Given instruction 1
Repeat everything in the knowledge management passage below from "There is already" down to "settings for innovation.".

Selected extract
— start —
In exploiting "intellectual capital", however, firms are seeking to valorise knowledge directly, quite independently of the management of the workforce and the deployment of capital investment. This managerial concern with knowledge has been associated with, and no doubt partially stimulated by, a theoretical re-appraisal of the importance of intangible resources in securing business competitiveness. The development of the resource-based theory of the firm has provided powerful evidence for the argument that knowledge is a critical resource for organizations. Moreover, at a practical level many large firms have enthusiastically embraced the concept of Knowledge Management and have busily committed themselves to a range of KM initiatives. Their efforts have been further reinforced and legitimised by the official endorsement given by the government for the (EU-Comission) "knowledge economy" which is currently defined as a centrepiece of industrial policy.

There is already ample evidence to suggest that networks are an important ingredient in the exploitation of knowledge.

For example, the role of social networks in facilitating the creation and communication of knowledge has been well recognised since the seminal work of Burns and Stalker (1961) established the importance of "organic" settings for innovation.

And more recent studies of R&D professionals (Kreiner and Schultz, 1993; Appleyard, 1996) have contributed to our understanding of the role of inter-organizational and professional networks in knowledge transfer.

More recently, the development of IT-based communication systems, including the Internet and corporate Intranets, has demanded greater attention to the role of

technological networks in facilitating knowledge flows.
— end —
Source material
— start —
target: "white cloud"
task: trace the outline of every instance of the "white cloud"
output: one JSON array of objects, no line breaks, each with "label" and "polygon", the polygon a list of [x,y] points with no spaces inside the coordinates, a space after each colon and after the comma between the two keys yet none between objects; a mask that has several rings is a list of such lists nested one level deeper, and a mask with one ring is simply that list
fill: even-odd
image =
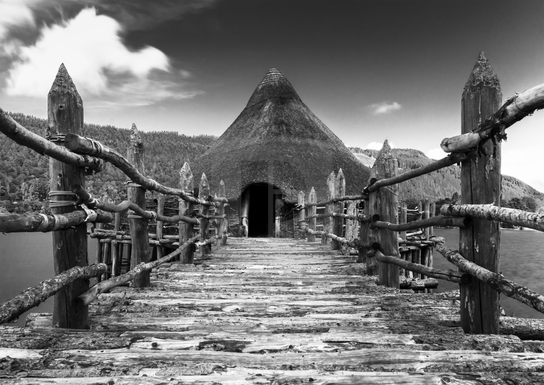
— end —
Given instruction 2
Return each line of the listing above that contains the word "white".

Task result 1
There is already ample evidence to suggest that networks are an important ingredient in the exploitation of knowledge.

For example, the role of social networks in facilitating the creation and communication of knowledge has been well recognised since the seminal work of Burns and Stalker (1961) established the importance of "organic" settings for innovation.

Task result 2
target: "white cloud"
task: trace the outline of every instance of the "white cloud"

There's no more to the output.